- _AVAILABLE DATA_
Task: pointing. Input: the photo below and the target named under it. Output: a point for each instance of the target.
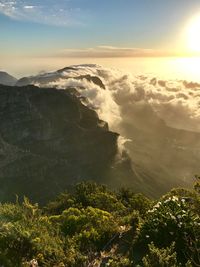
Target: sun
(193, 34)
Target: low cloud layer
(175, 102)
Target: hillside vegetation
(93, 226)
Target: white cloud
(58, 14)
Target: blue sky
(83, 28)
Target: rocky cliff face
(7, 79)
(49, 140)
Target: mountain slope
(7, 79)
(50, 140)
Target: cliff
(50, 140)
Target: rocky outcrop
(7, 79)
(49, 140)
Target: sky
(50, 30)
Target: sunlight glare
(194, 34)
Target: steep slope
(7, 79)
(50, 140)
(145, 112)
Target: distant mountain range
(51, 138)
(7, 79)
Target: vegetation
(93, 226)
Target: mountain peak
(7, 79)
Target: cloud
(110, 51)
(59, 13)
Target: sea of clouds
(176, 102)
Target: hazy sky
(93, 28)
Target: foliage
(165, 257)
(92, 225)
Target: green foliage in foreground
(94, 226)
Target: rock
(48, 141)
(7, 79)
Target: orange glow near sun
(193, 35)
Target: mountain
(49, 140)
(161, 156)
(7, 79)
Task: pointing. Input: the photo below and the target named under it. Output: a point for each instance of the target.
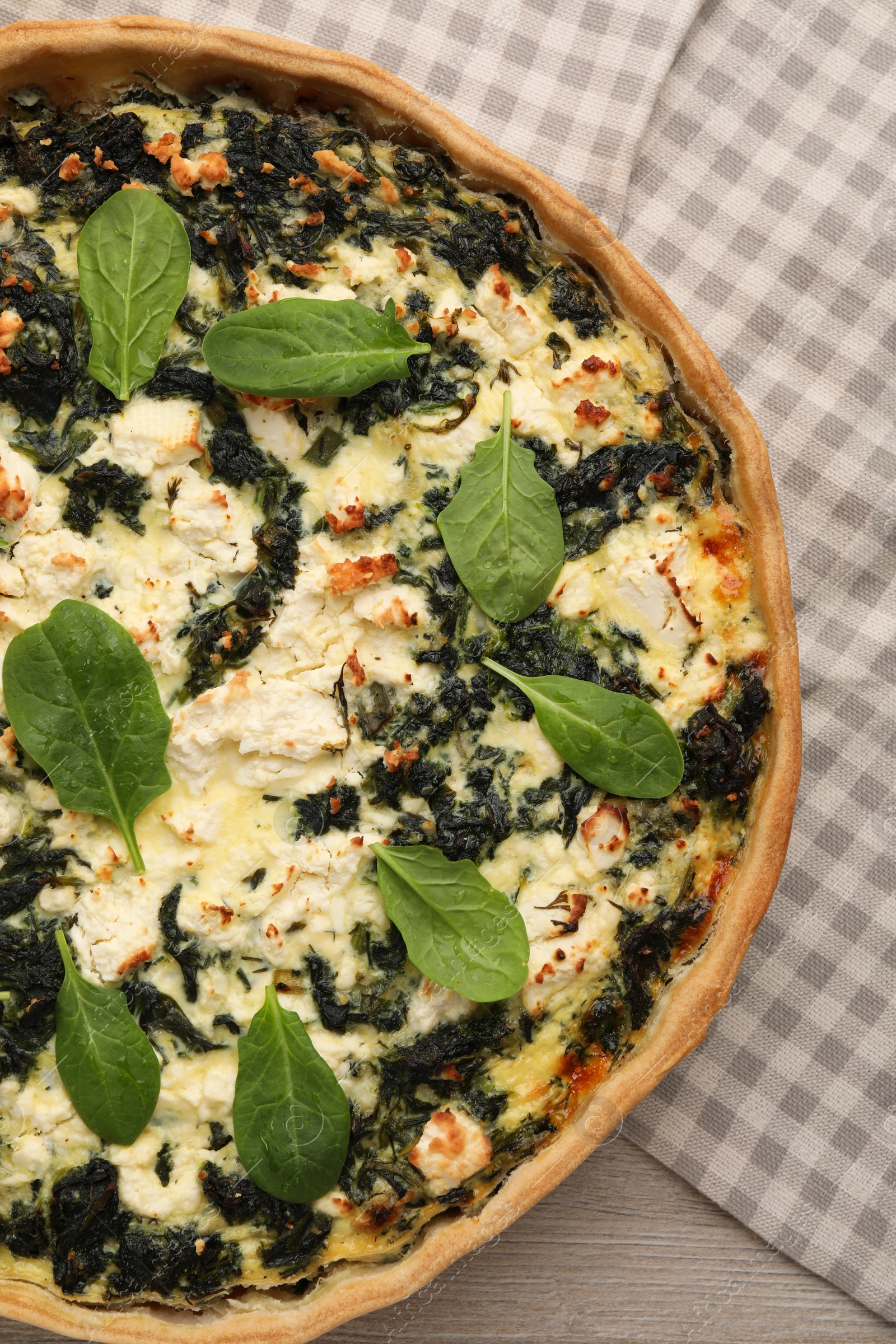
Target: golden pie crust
(82, 59)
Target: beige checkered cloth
(745, 153)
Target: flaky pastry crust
(77, 61)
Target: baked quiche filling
(280, 565)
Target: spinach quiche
(401, 718)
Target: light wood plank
(624, 1252)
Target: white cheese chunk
(450, 1150)
(269, 720)
(210, 518)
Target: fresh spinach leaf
(291, 1117)
(133, 264)
(83, 703)
(309, 347)
(459, 929)
(614, 741)
(503, 529)
(106, 1065)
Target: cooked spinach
(101, 486)
(175, 1262)
(180, 945)
(83, 1214)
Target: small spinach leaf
(459, 929)
(309, 347)
(503, 529)
(291, 1117)
(133, 264)
(83, 703)
(106, 1065)
(614, 741)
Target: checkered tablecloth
(745, 152)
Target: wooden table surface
(624, 1252)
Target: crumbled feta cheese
(272, 720)
(450, 1150)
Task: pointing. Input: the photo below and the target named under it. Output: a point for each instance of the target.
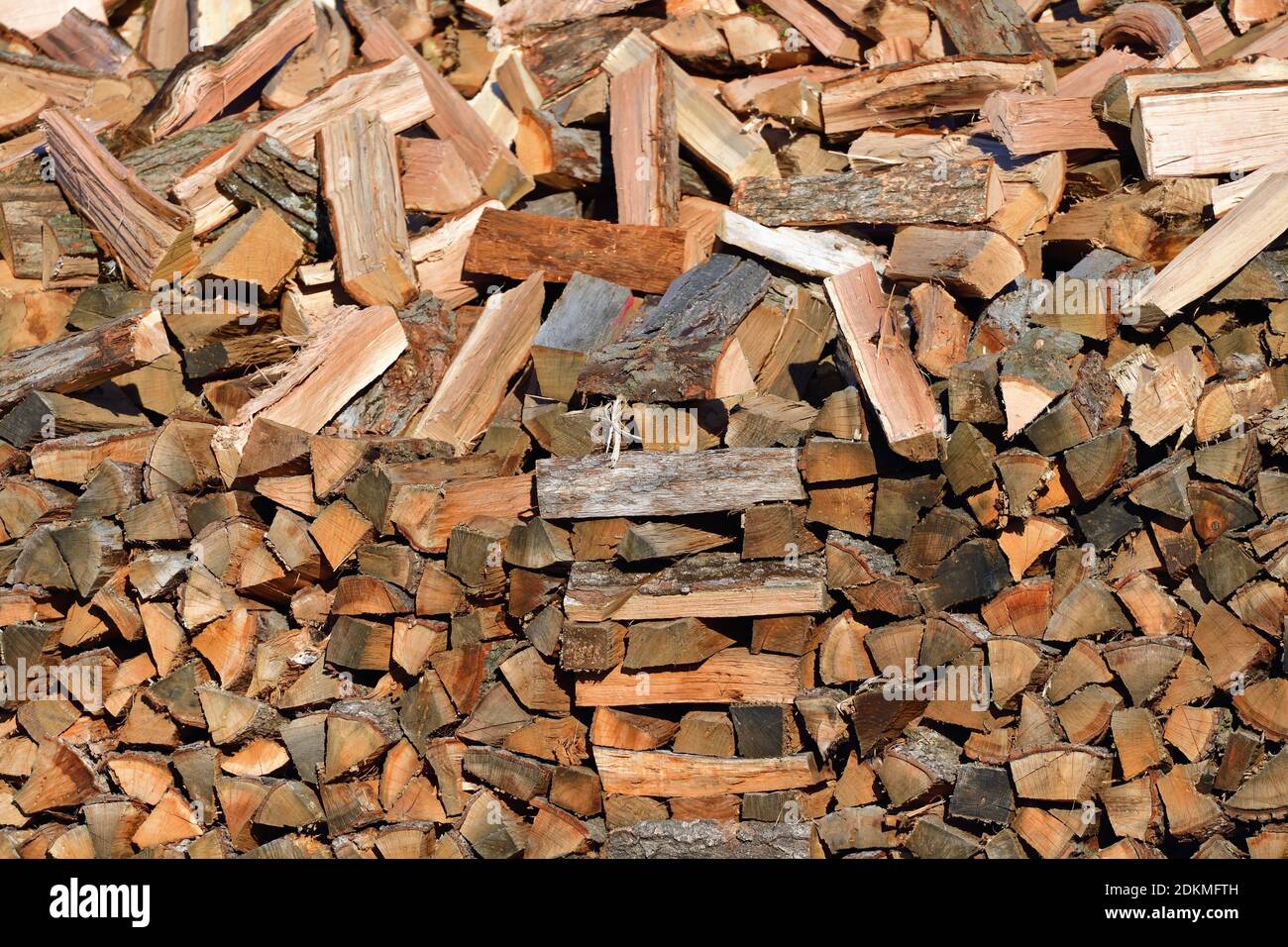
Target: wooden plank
(513, 244)
(889, 373)
(728, 677)
(644, 483)
(686, 776)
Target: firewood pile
(794, 428)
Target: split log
(150, 239)
(890, 376)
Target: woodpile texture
(706, 428)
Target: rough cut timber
(82, 360)
(867, 98)
(619, 566)
(364, 195)
(1038, 124)
(911, 193)
(513, 244)
(452, 119)
(150, 237)
(988, 27)
(660, 484)
(476, 382)
(1162, 128)
(686, 347)
(645, 145)
(890, 377)
(1224, 249)
(706, 128)
(207, 82)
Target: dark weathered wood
(674, 352)
(661, 484)
(917, 192)
(82, 360)
(988, 27)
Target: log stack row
(804, 428)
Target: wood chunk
(472, 390)
(658, 772)
(645, 144)
(890, 377)
(970, 262)
(708, 585)
(150, 239)
(364, 195)
(202, 85)
(726, 677)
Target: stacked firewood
(595, 428)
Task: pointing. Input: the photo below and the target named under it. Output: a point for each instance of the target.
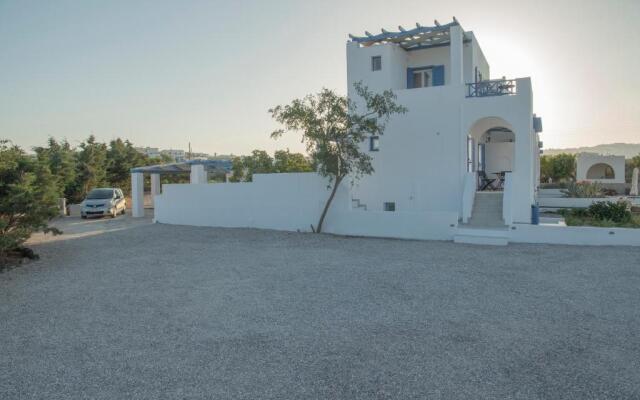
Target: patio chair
(485, 182)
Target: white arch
(601, 171)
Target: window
(427, 76)
(422, 78)
(374, 143)
(376, 63)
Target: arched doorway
(601, 171)
(491, 152)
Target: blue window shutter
(409, 78)
(438, 75)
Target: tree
(285, 161)
(120, 158)
(334, 130)
(61, 160)
(28, 199)
(90, 167)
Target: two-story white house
(462, 164)
(466, 140)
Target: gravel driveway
(133, 310)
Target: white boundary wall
(292, 202)
(580, 202)
(574, 235)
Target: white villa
(608, 170)
(462, 164)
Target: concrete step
(498, 236)
(481, 240)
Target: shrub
(619, 212)
(28, 200)
(583, 189)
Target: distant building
(151, 152)
(177, 155)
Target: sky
(166, 73)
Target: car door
(119, 200)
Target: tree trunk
(328, 203)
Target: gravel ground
(134, 310)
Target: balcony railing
(497, 87)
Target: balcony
(496, 87)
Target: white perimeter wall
(291, 202)
(584, 161)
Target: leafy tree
(285, 161)
(28, 199)
(333, 130)
(61, 160)
(559, 167)
(91, 167)
(120, 158)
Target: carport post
(155, 186)
(137, 194)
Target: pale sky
(163, 74)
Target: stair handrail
(507, 196)
(468, 195)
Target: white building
(177, 155)
(151, 152)
(462, 164)
(592, 167)
(460, 122)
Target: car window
(97, 194)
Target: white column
(155, 187)
(198, 173)
(137, 194)
(456, 35)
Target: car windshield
(100, 194)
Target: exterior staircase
(486, 225)
(487, 211)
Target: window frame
(423, 72)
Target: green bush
(28, 200)
(583, 189)
(619, 212)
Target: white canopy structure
(420, 37)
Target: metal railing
(497, 87)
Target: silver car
(103, 201)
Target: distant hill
(615, 149)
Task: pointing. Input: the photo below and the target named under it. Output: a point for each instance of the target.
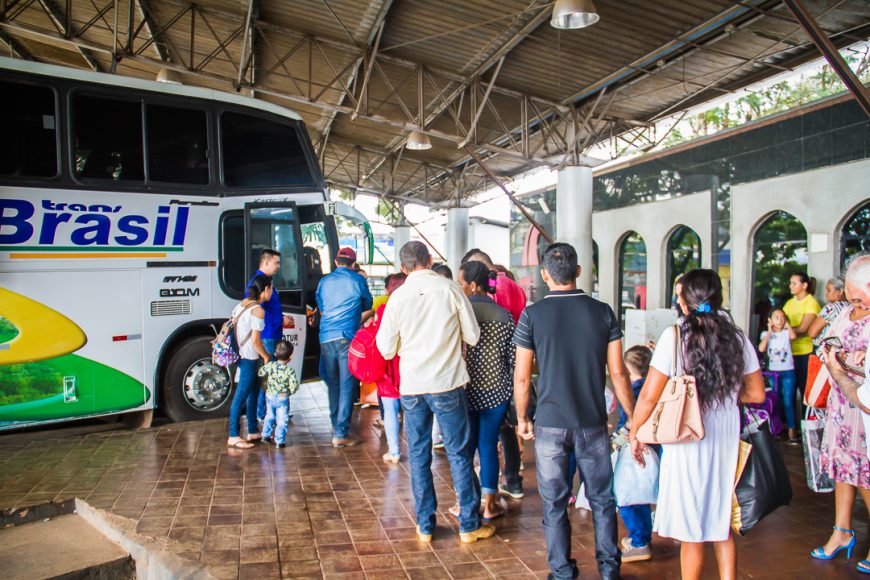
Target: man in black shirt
(575, 339)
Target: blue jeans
(591, 448)
(277, 416)
(246, 396)
(339, 384)
(787, 391)
(269, 345)
(638, 522)
(485, 426)
(451, 408)
(391, 423)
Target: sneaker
(516, 493)
(344, 441)
(421, 537)
(484, 531)
(631, 553)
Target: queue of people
(463, 353)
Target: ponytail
(477, 272)
(258, 286)
(713, 345)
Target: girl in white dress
(697, 478)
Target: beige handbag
(676, 417)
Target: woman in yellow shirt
(801, 310)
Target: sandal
(239, 444)
(498, 512)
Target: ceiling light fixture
(574, 14)
(418, 141)
(169, 76)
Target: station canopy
(480, 80)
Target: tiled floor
(313, 511)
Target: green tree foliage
(780, 251)
(775, 98)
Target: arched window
(855, 235)
(683, 255)
(779, 249)
(632, 274)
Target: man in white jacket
(426, 321)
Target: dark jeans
(451, 408)
(485, 426)
(511, 448)
(269, 345)
(339, 384)
(591, 448)
(801, 367)
(245, 397)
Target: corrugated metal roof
(556, 91)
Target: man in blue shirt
(342, 297)
(270, 263)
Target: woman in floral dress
(844, 446)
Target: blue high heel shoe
(819, 553)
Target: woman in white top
(249, 327)
(697, 478)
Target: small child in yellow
(280, 384)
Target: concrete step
(65, 547)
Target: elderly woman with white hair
(835, 296)
(846, 422)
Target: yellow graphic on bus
(43, 333)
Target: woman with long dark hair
(697, 478)
(491, 368)
(250, 322)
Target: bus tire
(193, 388)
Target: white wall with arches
(822, 199)
(654, 222)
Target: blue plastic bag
(632, 483)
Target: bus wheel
(193, 387)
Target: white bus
(132, 214)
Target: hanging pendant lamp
(418, 141)
(574, 14)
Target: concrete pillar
(574, 219)
(401, 236)
(456, 237)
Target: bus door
(275, 225)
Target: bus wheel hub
(206, 386)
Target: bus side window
(258, 152)
(108, 139)
(27, 116)
(177, 145)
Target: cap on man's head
(347, 254)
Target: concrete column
(574, 219)
(401, 236)
(456, 237)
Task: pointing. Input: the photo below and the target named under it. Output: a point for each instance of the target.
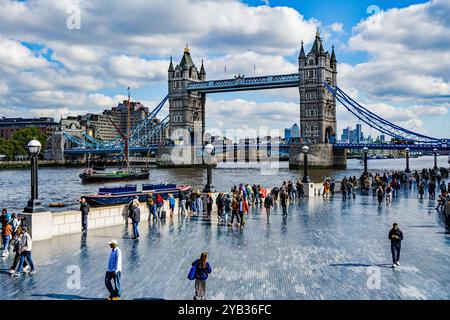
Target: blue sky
(393, 56)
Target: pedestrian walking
(17, 248)
(151, 205)
(388, 191)
(380, 192)
(26, 245)
(114, 271)
(209, 204)
(84, 208)
(7, 231)
(135, 216)
(284, 199)
(198, 202)
(220, 203)
(202, 270)
(268, 204)
(396, 237)
(421, 190)
(171, 205)
(241, 201)
(181, 202)
(159, 206)
(15, 224)
(227, 207)
(235, 212)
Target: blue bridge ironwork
(242, 83)
(140, 138)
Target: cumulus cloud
(129, 45)
(409, 54)
(245, 117)
(337, 27)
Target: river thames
(64, 185)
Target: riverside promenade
(323, 249)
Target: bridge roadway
(323, 249)
(243, 83)
(282, 148)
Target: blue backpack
(191, 274)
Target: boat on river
(109, 196)
(91, 175)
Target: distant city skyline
(65, 71)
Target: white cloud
(129, 44)
(246, 116)
(13, 54)
(337, 27)
(409, 54)
(134, 67)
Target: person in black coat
(135, 216)
(396, 237)
(84, 208)
(203, 269)
(284, 199)
(268, 204)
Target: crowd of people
(387, 186)
(232, 209)
(16, 236)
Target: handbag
(191, 274)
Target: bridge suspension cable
(375, 121)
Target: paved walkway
(324, 249)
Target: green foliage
(17, 145)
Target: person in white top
(114, 271)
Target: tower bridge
(188, 87)
(319, 92)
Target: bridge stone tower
(317, 108)
(186, 109)
(186, 112)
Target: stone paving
(323, 249)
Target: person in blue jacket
(201, 274)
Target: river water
(64, 185)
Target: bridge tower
(186, 109)
(317, 108)
(317, 104)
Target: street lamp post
(209, 151)
(435, 158)
(34, 204)
(365, 150)
(305, 179)
(407, 170)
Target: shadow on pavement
(382, 265)
(64, 296)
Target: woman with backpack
(209, 204)
(199, 271)
(151, 204)
(160, 207)
(171, 204)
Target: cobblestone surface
(323, 249)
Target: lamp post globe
(34, 147)
(365, 150)
(305, 179)
(435, 158)
(34, 204)
(407, 170)
(209, 149)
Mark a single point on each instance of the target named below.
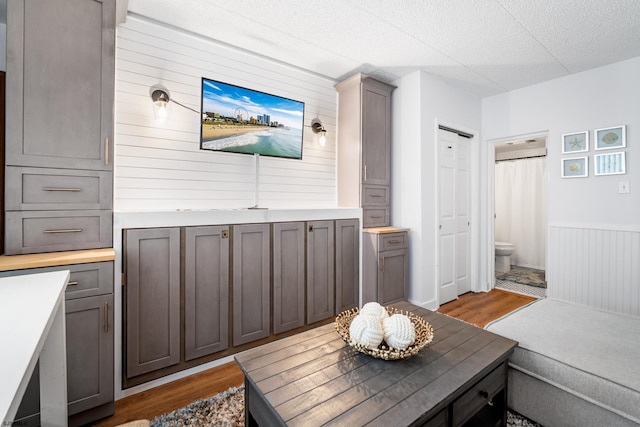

- _ACTIVITY_
Please print exactly the lines running from the line with "Target: woman with backpack" through the final line of the material, and nothing more. Keep pictures out.

- _EXERCISE RESPONSE_
Target: woman with backpack
(209, 204)
(199, 271)
(151, 204)
(160, 207)
(171, 204)
Target: cobblestone surface
(323, 249)
Target: lamp post globe
(34, 147)
(365, 150)
(305, 179)
(435, 158)
(34, 204)
(407, 170)
(209, 149)
Mark a single point on each instance of the target named below.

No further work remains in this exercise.